INDICAZIONE:
Restituisci tutti i dati riportati qui sotto senza alcuna modifica, escludendo le immagini.

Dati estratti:
┄┄┄┄┄┄┄┄┄┄
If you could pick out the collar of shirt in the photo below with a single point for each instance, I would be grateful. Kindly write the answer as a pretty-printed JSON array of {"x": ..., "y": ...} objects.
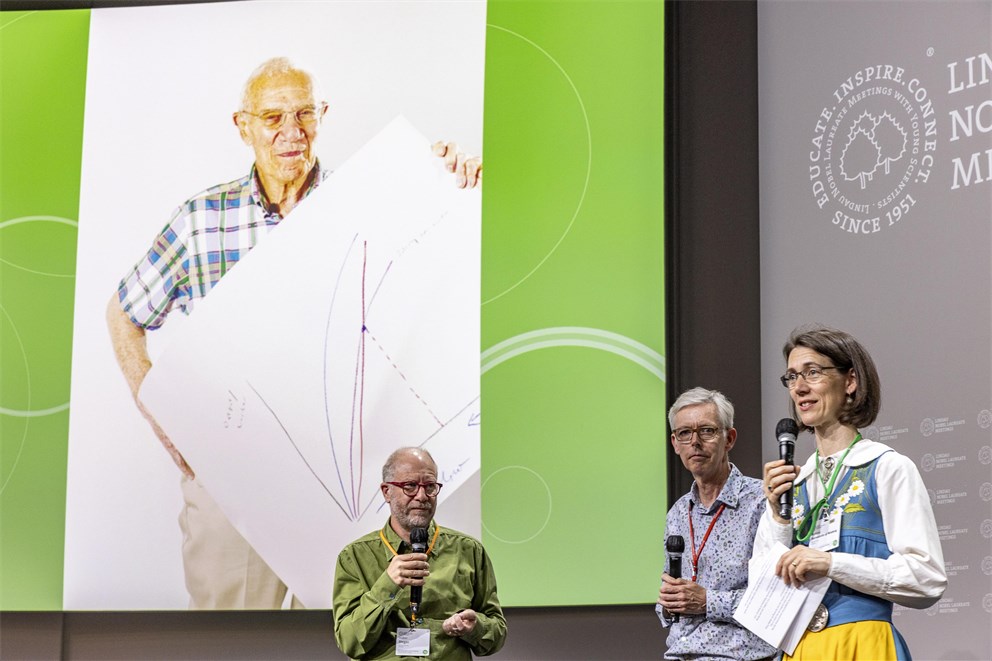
[
  {"x": 397, "y": 542},
  {"x": 863, "y": 452},
  {"x": 259, "y": 197},
  {"x": 729, "y": 494}
]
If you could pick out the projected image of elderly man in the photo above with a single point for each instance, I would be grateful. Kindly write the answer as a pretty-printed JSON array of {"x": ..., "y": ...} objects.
[
  {"x": 716, "y": 521},
  {"x": 279, "y": 119}
]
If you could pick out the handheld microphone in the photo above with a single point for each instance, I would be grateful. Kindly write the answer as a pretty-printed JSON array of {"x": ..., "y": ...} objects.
[
  {"x": 418, "y": 544},
  {"x": 785, "y": 432},
  {"x": 675, "y": 545}
]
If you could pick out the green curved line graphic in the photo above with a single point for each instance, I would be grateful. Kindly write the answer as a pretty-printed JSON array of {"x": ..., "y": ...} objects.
[
  {"x": 585, "y": 185},
  {"x": 40, "y": 413},
  {"x": 574, "y": 336},
  {"x": 33, "y": 219}
]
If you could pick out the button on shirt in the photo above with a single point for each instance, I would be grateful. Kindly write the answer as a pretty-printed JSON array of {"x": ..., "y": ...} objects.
[
  {"x": 722, "y": 571},
  {"x": 207, "y": 235}
]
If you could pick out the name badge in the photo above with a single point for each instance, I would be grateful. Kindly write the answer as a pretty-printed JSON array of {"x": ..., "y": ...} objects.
[
  {"x": 826, "y": 537},
  {"x": 413, "y": 642}
]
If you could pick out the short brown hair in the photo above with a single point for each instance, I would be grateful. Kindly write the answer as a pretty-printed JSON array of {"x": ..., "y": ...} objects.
[{"x": 846, "y": 352}]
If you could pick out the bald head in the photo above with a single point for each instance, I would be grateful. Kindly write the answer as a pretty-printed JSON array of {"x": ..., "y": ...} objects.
[
  {"x": 275, "y": 68},
  {"x": 406, "y": 455}
]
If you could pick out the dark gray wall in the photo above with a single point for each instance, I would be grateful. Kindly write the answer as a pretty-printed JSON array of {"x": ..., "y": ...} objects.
[
  {"x": 713, "y": 341},
  {"x": 713, "y": 323}
]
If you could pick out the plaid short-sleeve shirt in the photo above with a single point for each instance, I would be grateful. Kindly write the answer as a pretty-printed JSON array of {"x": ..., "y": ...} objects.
[{"x": 207, "y": 235}]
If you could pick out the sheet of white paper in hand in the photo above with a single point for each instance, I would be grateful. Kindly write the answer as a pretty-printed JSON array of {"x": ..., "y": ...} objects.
[
  {"x": 775, "y": 612},
  {"x": 352, "y": 329}
]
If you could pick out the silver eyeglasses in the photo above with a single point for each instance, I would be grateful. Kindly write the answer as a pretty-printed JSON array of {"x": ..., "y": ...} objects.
[
  {"x": 273, "y": 119},
  {"x": 684, "y": 434},
  {"x": 411, "y": 488},
  {"x": 813, "y": 374}
]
┄┄┄┄┄┄┄┄┄┄
SOLUZIONE:
If you could pick out the collar of shirt in the photo below with a single point for each instance, I would be grateful. Kindly write the answer as a pretty-printed JSON array of {"x": ..., "y": ...} objects.
[
  {"x": 397, "y": 542},
  {"x": 863, "y": 452},
  {"x": 259, "y": 197},
  {"x": 729, "y": 494}
]
If you could pick out the projected image of elderly man in the photo above with a single point for each instance, I would be grateful. Kindly write the answer as a pretty-printed JSON array of {"x": ..., "y": ...} objects.
[
  {"x": 716, "y": 521},
  {"x": 279, "y": 119}
]
If you could pick out the handheld microphone in the photo above with a single point for each instance, I would be grateful. Kindly write the answer as a pretty-printed JSON array of {"x": ..., "y": ...} objects.
[
  {"x": 418, "y": 544},
  {"x": 785, "y": 432},
  {"x": 675, "y": 545}
]
If you could pick out the green curved line graphic in the photo above with a single point for each instance, I would be grateful. Kindly write the answer as a pretty-printed JSON array of {"x": ..., "y": ...} objects.
[
  {"x": 585, "y": 185},
  {"x": 40, "y": 413},
  {"x": 574, "y": 336},
  {"x": 33, "y": 219}
]
If you could pick out the button on shirt in the photo above with a single point for each instance, I would be grateful. Kindly write the answer as a pretty-printed JSON array of {"x": ..., "y": ...} objects.
[
  {"x": 722, "y": 571},
  {"x": 207, "y": 235}
]
If you could pick out the name badge in the photo above with a single point for each instance, I would be grateful. Kindly write the answer as a pretty-printed JSON array of {"x": ..., "y": ...} objects.
[
  {"x": 826, "y": 537},
  {"x": 413, "y": 642}
]
If you could pick out the short brown hair in the photo above with a single point for each instance, I would be grateful. Kindly write the answer as a pretty-printed JSON array of {"x": ..., "y": ...} objects.
[{"x": 846, "y": 352}]
If you could pick out the bald head in the photo above with a single point for each instance, I would be grateful. Kindly write the answer as a pretty-printed JSON array of {"x": ..., "y": ...} objects.
[
  {"x": 275, "y": 68},
  {"x": 406, "y": 455}
]
If you could pick out the dark gray wall in the photo above with a single point for each instance, I would be grateful. Kindly write the answer as a pretty-printed JSON array of {"x": ..., "y": ...} objects.
[
  {"x": 713, "y": 341},
  {"x": 713, "y": 323}
]
If you could pick out the plaid short-sleeve shirt in the photo above with a single point for each instance, I would be grateful. Kindly write the answer as a pretty-printed JSON array of {"x": ..., "y": ...} objects.
[{"x": 207, "y": 235}]
If you could pick out the sheet of white paper in hand in the photo above with a single point for each instance, I would be grateful. Kindly write the answer as a pretty-printed JSON array of {"x": ..., "y": ...} objects.
[
  {"x": 775, "y": 612},
  {"x": 352, "y": 329}
]
If you could pick out the silver eyeglasses in the photo above with a single point for each instance, I would be grateful. Kindly write the answer as a pretty-printed JSON array of {"x": ..., "y": ...} objects.
[
  {"x": 273, "y": 119},
  {"x": 684, "y": 434},
  {"x": 411, "y": 488},
  {"x": 813, "y": 374}
]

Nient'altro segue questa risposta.